Task requirements:
A. In the review of Nielsen's disability history, why were mental and cognitive disabilities more likely than physical disability to draw the attention of European settlers? Answer in one to three sentences.
B. The review of Nielsen's disability history names several factors that often interacted with concepts of disability to influence what it meant to be disabled. List every one.

Study text:
########
Kim Nielsen's A Disabiity History of the United States is the first comprehensive history of disability in the United States from the precolonial period to the early twenty-first century. Nielsen draws on the rapidly growing body of scholarship on the history and the concept of disability to recount how both the experience of being disabled and disability as concept have changed significantly over this 400-year history. She skillfully mixes broader generalizations about disability in historical periods with powerful examples of how individuals experienced being disabled, or how medical and state authorities tried to shape and control the unruly bodies and minds of the men, women, and children with disabilities. Nielsen is also very sensitive to the ways in which race, class, and sex often interacted with concepts of disability to influence what it meant to be disabled.

Nielsen largely adopts a social model of disability, though she also traces the ways in which medical models have attempted to understand and cure or control those with disabilities. While the medical model of disability emphasizes the disabling impairment and the medical efforts to cure, control, or care for the individual with the disability, the social model sees disability as a "social category shaped by changing social factors" (xv). Nielsen focuses primarily on how disability was understood as a social category in different social and historical contexts and how that understanding changed as those social contexts changed. Nielsen also stresses how disabilities were experienced in different places and times, such as the nineteenth-century shift from sign language to oralism in teaching deaf individuals.

Nielsen's history of disability is told chronologically, beginning with Native Americans before European colonization. Indigenous societies had no concept of disability as we understand it. They certainly recognized physical and mental differences, but as long as individuals with what we call a disability could provide a useful function in these societies, they typically found acceptance. European colonization brought new ideas and attitudes. European settlers generally found physical disability commonplace and seldom commented on it unless the individual could not work in socially appropriate ways. Mental and cognitive disabilities were more likely to draw the attention of others as they were seen to be more disruptive. Families were generally expected to care for members with mental and physical disabilities, and towns and villages focused on limiting the financial burden to the community posed by these individuals.
########
Information:
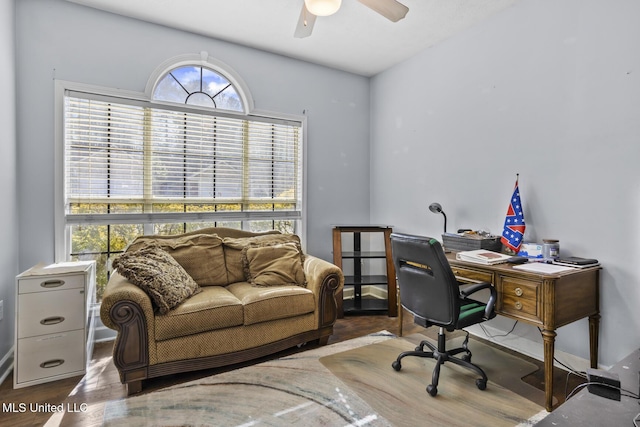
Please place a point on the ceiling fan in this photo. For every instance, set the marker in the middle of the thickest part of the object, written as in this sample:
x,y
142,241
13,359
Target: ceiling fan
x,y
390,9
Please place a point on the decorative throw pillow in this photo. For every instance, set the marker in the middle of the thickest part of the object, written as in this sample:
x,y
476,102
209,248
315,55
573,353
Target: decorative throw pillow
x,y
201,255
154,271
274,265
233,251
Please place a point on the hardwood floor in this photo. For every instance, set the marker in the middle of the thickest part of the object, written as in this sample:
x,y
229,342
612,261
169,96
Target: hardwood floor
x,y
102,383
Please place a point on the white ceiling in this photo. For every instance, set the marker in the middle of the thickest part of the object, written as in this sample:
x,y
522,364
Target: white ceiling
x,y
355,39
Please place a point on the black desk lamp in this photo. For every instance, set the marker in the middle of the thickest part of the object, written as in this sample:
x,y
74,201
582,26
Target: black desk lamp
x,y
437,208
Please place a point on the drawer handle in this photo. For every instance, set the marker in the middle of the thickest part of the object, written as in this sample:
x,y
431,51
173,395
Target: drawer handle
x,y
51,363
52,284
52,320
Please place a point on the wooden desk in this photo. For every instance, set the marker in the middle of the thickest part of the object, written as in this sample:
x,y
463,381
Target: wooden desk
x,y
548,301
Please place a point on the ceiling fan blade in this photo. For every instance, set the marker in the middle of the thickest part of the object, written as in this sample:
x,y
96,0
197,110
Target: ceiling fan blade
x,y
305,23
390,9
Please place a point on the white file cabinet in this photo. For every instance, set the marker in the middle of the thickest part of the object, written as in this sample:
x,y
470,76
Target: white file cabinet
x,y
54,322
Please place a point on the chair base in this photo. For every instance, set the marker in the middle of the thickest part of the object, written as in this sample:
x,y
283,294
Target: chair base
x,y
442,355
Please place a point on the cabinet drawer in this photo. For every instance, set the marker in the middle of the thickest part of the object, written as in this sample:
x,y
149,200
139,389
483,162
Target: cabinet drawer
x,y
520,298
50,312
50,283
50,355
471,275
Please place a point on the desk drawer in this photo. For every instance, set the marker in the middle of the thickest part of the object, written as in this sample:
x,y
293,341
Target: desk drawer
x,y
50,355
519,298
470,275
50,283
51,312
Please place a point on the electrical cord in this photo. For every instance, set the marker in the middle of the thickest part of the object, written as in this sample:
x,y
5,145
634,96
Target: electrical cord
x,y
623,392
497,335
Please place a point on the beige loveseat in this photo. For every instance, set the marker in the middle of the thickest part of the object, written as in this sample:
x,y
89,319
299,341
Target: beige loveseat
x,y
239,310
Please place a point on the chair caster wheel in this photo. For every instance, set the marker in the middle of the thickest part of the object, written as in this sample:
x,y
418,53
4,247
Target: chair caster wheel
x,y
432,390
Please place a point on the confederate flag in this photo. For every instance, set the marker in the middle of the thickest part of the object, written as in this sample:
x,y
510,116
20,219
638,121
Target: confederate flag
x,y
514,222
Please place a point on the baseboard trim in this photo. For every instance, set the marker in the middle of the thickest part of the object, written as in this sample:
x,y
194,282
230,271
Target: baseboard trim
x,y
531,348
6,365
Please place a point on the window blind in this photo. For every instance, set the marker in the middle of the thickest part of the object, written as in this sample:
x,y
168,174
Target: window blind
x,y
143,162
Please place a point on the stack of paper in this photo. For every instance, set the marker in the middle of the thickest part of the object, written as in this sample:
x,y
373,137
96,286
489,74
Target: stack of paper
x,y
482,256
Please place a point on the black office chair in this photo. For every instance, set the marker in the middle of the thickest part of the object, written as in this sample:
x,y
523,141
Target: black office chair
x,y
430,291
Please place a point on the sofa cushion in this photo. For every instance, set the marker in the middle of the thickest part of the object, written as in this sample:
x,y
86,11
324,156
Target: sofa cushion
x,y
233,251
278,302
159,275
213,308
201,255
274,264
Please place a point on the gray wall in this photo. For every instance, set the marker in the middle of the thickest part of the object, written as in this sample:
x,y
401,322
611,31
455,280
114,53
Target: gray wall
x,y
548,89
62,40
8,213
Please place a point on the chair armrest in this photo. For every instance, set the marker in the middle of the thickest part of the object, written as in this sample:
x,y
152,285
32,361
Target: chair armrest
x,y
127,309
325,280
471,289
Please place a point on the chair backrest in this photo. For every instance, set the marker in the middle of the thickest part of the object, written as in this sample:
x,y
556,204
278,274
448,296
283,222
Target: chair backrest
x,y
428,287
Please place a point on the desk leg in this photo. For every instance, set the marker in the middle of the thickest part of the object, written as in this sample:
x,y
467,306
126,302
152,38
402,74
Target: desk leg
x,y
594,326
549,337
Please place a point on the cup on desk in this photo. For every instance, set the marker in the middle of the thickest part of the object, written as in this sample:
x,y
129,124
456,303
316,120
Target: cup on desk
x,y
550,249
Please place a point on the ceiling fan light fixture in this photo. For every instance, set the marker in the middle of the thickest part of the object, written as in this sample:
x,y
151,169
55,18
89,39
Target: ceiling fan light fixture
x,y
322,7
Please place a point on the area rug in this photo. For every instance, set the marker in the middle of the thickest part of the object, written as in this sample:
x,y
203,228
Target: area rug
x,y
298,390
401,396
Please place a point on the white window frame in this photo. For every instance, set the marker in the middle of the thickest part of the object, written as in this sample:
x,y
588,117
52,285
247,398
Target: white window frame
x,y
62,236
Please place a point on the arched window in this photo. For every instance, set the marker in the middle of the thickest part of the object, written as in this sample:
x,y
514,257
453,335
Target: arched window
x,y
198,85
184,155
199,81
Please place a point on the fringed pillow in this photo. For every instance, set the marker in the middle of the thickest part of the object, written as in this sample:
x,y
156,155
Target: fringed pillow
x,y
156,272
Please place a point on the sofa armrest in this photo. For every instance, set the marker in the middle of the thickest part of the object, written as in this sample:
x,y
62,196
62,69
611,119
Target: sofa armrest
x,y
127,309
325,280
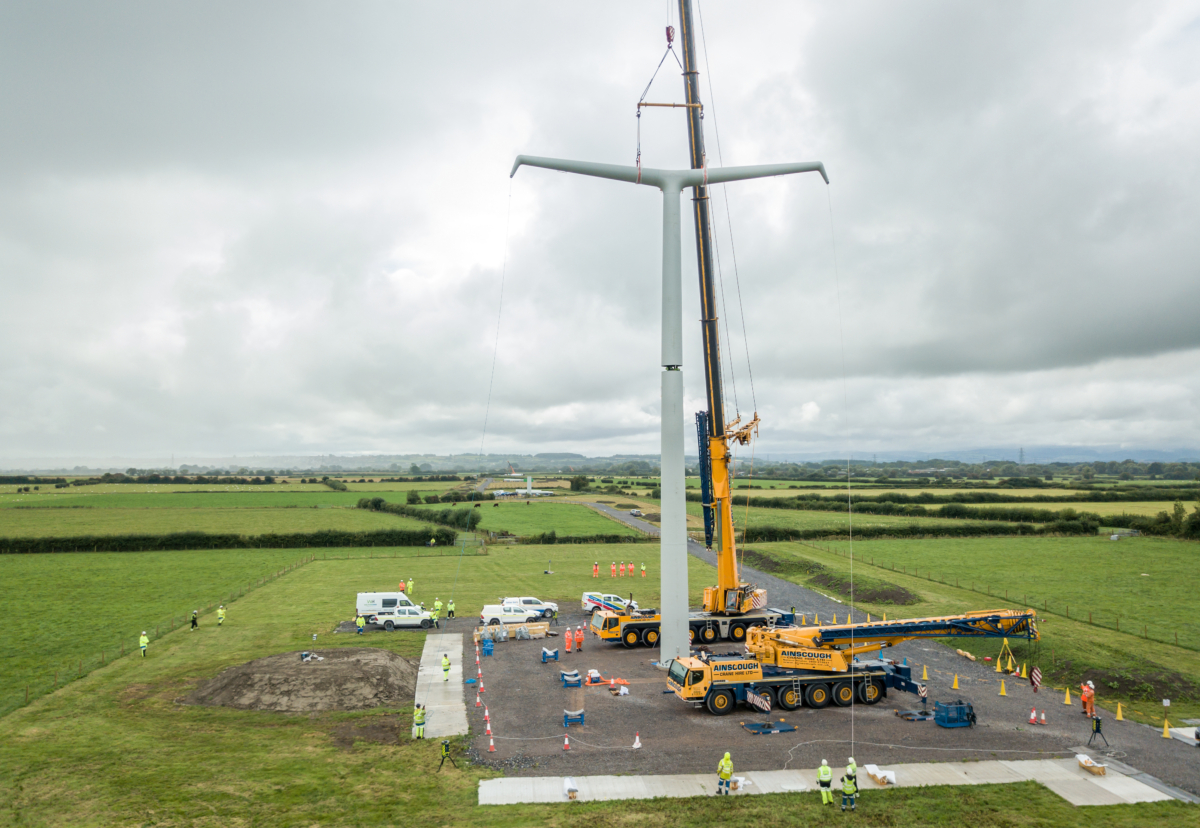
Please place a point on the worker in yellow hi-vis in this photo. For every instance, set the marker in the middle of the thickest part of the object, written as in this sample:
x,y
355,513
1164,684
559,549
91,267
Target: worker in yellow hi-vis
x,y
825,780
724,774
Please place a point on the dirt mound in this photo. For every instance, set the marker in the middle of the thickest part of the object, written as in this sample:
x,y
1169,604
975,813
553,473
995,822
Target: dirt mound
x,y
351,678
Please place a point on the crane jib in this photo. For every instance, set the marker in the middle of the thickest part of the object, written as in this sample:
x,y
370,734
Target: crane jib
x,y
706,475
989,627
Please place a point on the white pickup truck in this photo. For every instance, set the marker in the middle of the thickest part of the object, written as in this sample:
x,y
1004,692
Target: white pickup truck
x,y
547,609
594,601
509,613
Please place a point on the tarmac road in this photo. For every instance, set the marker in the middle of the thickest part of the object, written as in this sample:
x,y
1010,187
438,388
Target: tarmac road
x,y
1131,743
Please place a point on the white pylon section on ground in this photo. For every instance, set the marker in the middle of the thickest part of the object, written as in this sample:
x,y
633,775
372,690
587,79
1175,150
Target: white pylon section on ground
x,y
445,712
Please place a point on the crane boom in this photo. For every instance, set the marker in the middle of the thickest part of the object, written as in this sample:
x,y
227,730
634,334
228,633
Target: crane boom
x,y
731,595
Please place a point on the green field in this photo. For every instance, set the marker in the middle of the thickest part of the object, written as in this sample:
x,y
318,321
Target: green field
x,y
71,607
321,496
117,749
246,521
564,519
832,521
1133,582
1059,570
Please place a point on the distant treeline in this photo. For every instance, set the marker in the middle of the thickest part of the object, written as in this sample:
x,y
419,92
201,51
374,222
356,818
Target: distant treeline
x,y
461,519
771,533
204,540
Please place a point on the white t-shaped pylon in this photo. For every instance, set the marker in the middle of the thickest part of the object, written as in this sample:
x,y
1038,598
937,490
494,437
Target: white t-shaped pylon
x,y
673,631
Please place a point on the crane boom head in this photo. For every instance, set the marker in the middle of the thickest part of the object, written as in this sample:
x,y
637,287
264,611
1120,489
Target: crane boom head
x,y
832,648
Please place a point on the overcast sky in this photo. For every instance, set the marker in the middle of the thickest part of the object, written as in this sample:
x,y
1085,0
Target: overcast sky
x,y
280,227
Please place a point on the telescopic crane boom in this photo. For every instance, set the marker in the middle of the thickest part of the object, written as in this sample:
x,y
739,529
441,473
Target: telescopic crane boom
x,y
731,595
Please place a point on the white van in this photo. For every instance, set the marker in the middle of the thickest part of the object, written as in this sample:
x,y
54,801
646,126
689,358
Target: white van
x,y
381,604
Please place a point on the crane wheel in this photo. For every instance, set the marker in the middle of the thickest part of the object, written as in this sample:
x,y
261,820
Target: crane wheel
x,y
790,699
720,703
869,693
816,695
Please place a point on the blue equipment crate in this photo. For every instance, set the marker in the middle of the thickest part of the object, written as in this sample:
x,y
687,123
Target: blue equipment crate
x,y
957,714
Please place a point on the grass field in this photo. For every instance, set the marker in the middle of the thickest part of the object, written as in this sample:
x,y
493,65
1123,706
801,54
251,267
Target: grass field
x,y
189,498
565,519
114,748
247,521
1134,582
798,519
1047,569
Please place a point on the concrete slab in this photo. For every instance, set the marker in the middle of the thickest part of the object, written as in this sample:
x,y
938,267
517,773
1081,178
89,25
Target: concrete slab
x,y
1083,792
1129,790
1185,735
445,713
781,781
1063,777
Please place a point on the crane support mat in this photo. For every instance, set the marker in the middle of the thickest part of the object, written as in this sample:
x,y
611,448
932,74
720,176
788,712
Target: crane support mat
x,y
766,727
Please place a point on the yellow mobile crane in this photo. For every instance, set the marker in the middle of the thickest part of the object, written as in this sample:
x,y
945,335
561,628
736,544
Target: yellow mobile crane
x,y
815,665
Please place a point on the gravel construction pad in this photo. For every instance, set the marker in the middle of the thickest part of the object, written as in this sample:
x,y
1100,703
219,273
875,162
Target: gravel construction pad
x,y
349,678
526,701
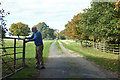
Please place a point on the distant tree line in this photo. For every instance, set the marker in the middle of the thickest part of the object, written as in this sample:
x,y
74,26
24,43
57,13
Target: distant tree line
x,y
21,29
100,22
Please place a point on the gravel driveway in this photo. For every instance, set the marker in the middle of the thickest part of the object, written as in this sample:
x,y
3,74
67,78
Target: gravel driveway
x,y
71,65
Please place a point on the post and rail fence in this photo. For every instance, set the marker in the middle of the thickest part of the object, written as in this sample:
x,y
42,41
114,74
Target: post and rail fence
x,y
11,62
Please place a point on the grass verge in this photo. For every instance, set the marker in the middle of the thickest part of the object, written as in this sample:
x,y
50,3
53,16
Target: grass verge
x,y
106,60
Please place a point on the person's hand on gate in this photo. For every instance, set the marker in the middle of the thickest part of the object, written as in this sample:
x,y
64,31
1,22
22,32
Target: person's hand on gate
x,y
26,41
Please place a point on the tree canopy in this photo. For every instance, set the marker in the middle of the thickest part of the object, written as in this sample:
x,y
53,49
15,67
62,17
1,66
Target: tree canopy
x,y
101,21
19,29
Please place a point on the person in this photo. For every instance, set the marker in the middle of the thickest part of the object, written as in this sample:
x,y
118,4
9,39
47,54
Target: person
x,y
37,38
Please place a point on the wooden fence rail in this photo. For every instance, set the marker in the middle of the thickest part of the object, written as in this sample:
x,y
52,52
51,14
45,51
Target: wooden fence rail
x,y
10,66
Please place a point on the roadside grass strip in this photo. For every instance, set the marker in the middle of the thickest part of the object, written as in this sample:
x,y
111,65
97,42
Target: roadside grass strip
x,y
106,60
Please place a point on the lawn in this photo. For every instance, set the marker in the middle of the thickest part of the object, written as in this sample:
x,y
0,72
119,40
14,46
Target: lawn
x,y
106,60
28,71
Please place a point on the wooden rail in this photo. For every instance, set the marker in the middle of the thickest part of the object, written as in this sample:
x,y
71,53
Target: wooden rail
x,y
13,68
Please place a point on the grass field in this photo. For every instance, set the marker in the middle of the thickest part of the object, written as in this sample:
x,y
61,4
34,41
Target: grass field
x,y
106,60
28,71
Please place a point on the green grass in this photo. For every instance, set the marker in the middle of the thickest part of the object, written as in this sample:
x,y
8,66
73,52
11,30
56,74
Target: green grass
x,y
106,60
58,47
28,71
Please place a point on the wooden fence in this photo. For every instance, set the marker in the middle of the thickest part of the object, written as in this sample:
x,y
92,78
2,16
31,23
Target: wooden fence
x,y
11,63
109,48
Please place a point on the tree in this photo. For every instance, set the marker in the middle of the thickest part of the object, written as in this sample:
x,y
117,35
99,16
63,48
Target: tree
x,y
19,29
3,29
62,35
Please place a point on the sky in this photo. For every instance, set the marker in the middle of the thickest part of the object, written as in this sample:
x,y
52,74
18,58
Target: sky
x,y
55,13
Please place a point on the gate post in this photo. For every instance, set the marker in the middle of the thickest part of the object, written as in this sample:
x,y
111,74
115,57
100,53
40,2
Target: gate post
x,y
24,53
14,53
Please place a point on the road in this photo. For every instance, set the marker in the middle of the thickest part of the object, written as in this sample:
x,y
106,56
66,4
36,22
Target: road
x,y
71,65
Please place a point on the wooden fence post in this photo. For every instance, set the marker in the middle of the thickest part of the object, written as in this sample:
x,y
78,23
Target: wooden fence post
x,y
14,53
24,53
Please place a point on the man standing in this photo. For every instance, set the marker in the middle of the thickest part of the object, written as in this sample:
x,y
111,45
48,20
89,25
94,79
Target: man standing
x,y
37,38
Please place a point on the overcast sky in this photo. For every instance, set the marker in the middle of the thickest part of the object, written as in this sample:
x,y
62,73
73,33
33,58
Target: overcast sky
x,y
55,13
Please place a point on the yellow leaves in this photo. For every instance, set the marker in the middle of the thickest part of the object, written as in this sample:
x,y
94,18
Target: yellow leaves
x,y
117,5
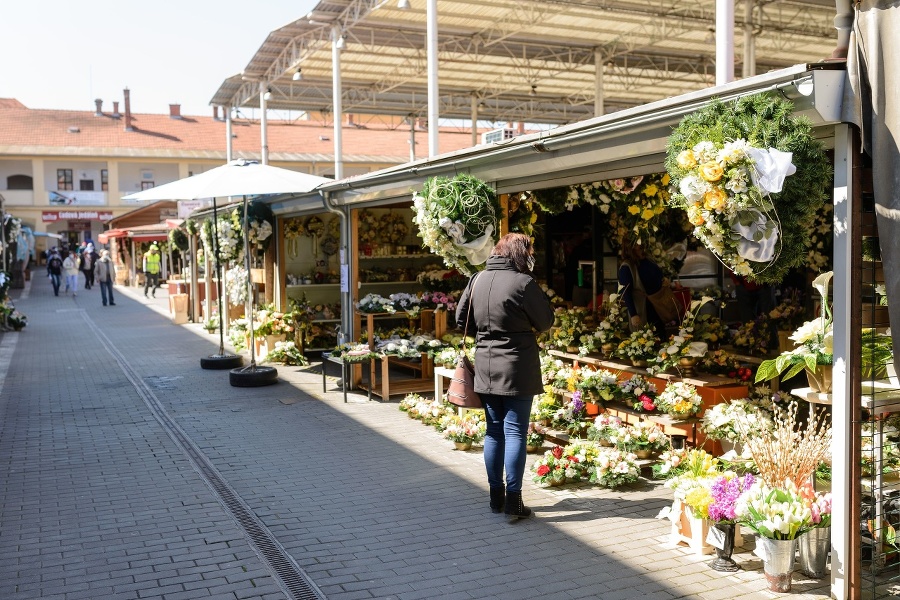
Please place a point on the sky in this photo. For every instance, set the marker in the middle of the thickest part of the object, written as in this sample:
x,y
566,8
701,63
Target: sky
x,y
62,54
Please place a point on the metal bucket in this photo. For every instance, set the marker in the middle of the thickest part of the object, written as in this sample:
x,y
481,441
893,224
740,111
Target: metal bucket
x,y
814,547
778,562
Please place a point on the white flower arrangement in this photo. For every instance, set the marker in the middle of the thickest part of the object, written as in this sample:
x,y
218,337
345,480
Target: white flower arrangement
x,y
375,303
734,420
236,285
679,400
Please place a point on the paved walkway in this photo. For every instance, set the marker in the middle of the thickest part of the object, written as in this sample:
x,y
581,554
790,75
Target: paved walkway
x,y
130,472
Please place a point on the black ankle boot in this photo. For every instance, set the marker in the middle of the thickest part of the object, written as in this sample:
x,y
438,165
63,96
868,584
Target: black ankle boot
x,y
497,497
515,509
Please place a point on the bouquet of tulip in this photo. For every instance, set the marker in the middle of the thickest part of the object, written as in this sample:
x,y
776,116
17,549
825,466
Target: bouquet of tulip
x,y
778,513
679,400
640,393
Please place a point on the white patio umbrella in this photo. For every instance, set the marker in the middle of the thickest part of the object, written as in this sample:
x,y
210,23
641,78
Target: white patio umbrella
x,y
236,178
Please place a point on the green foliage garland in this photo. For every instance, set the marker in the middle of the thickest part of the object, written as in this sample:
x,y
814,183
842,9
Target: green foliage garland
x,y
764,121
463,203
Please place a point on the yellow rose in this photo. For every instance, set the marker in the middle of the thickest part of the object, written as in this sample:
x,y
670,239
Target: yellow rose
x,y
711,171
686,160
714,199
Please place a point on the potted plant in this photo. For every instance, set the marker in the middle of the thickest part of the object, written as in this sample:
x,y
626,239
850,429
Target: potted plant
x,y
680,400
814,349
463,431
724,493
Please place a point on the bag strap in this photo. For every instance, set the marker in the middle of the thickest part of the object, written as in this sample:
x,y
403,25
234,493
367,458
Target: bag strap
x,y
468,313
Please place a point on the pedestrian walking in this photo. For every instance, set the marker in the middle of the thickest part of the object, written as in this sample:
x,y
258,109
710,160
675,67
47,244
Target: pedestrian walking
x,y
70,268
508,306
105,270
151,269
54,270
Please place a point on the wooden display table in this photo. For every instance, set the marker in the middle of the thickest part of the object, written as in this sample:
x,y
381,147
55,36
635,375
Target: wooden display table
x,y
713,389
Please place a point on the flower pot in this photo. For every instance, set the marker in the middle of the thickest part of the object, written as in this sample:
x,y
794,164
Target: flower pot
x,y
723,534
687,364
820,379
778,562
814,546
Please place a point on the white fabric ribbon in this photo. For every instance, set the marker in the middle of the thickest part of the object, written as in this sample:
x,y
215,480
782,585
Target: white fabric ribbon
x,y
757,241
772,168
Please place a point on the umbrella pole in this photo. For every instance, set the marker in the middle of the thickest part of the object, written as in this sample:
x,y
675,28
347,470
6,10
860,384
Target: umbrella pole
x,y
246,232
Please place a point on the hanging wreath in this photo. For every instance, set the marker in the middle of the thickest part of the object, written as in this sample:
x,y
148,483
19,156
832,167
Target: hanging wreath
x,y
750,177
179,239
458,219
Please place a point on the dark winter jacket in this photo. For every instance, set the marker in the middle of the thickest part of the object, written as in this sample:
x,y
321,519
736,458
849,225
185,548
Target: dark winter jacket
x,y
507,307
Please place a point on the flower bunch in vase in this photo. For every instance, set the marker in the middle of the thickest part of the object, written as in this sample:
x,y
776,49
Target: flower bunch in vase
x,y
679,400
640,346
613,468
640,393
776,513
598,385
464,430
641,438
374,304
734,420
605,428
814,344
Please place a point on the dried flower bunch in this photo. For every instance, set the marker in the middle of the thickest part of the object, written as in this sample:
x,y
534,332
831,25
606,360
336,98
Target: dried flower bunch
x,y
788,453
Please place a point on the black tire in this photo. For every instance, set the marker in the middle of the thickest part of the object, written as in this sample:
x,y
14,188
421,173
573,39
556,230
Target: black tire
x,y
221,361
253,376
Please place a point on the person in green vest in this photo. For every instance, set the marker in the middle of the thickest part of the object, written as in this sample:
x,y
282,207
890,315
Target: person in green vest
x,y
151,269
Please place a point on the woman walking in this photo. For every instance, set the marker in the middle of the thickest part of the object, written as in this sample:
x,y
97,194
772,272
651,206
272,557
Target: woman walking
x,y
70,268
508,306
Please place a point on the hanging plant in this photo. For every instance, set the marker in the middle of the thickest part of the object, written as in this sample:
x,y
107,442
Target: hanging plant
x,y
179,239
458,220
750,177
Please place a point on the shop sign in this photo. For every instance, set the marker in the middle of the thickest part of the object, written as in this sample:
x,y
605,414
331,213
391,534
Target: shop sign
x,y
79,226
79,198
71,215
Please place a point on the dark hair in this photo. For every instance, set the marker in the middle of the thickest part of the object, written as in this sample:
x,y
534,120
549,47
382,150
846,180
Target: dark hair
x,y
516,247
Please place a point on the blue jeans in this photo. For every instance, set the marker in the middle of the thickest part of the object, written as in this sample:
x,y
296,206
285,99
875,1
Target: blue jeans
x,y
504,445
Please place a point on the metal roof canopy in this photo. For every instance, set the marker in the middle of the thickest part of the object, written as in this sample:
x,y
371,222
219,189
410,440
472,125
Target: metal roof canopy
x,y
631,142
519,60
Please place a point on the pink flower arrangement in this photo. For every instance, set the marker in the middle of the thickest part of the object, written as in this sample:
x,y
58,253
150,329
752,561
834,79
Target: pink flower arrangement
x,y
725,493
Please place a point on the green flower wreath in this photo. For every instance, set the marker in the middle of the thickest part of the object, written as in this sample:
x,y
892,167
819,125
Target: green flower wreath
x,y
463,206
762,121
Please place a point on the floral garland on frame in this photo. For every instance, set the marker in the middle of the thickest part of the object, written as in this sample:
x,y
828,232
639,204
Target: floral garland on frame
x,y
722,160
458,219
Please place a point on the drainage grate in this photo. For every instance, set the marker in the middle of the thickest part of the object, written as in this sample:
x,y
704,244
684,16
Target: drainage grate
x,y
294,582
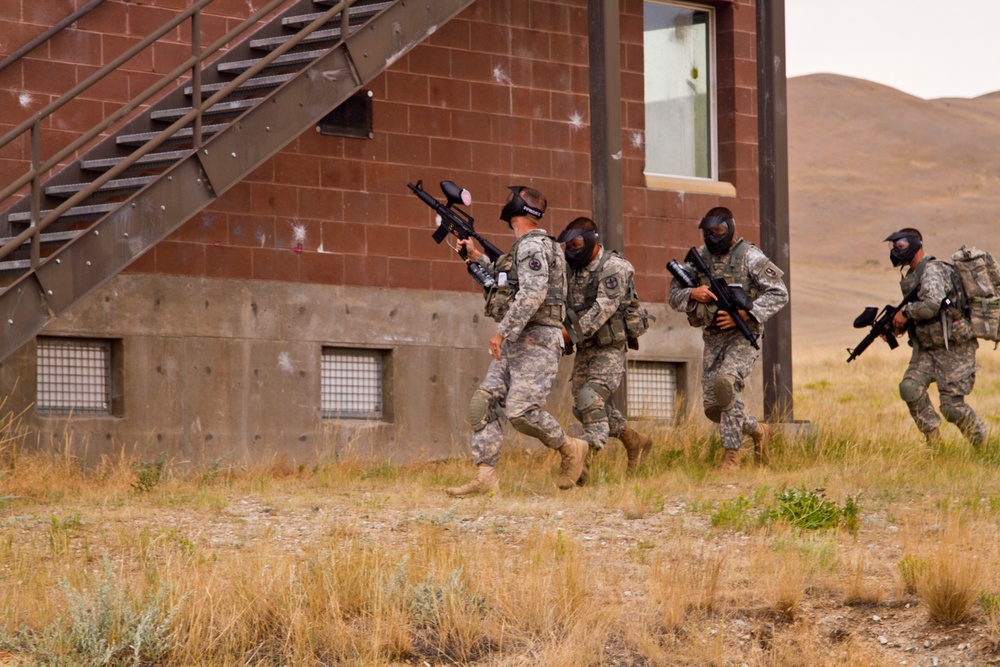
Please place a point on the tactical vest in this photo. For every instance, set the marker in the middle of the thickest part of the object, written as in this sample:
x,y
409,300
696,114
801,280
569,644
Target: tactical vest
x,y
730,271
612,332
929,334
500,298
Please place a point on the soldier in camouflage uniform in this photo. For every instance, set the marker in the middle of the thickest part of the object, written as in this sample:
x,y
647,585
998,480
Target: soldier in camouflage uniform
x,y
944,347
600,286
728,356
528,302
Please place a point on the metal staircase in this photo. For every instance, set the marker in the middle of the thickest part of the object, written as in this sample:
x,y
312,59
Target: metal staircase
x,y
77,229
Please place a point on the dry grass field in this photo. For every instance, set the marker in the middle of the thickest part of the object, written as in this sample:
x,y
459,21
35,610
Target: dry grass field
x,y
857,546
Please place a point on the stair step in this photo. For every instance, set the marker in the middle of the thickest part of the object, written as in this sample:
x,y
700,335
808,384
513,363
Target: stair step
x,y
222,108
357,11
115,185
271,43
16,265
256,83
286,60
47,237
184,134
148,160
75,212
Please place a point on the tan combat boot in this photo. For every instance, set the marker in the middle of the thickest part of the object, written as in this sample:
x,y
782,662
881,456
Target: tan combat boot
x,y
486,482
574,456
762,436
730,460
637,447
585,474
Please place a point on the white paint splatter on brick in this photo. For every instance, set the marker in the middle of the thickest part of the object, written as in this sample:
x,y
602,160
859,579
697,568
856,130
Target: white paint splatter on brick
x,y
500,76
########
Written answers:
A. Mental and cognitive disabilities were seen as more disruptive, so they were more likely to draw others' attention. Settlers generally found physical disability commonplace and seldom commented on it unless the person could not work in socially appropriate ways.

B.
- Race
- Class
- Sex